*** Opening PROVIDED MATERIAL ***

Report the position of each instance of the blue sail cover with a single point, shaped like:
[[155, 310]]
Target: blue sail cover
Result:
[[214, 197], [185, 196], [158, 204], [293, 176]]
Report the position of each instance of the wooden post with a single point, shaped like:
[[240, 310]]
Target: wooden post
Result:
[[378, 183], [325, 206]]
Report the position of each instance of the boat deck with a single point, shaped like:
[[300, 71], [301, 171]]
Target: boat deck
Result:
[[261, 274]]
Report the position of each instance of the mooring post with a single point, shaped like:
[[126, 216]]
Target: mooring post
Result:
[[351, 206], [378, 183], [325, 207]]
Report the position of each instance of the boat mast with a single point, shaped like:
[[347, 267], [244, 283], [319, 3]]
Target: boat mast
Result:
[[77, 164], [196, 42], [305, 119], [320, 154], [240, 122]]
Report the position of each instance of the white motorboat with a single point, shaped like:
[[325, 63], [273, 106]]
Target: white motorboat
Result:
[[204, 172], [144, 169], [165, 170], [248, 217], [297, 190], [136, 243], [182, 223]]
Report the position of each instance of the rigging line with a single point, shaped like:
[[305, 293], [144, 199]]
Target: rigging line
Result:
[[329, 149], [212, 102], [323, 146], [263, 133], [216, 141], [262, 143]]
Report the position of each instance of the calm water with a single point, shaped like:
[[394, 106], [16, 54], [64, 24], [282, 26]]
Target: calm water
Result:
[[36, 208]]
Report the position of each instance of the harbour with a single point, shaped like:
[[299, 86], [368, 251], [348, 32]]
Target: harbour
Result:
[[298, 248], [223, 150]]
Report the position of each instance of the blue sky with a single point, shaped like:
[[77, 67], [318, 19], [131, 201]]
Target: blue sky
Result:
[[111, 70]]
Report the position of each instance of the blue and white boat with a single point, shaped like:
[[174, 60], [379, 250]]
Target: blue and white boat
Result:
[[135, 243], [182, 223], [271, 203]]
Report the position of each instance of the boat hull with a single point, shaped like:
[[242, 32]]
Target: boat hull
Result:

*** Closing PROVIDED MATERIAL ***

__EXERCISE OBJECTIVE__: Among the lines of the listing, count those holding the string "blue" and reply with the count only.

__ANSWER SECTION__: 6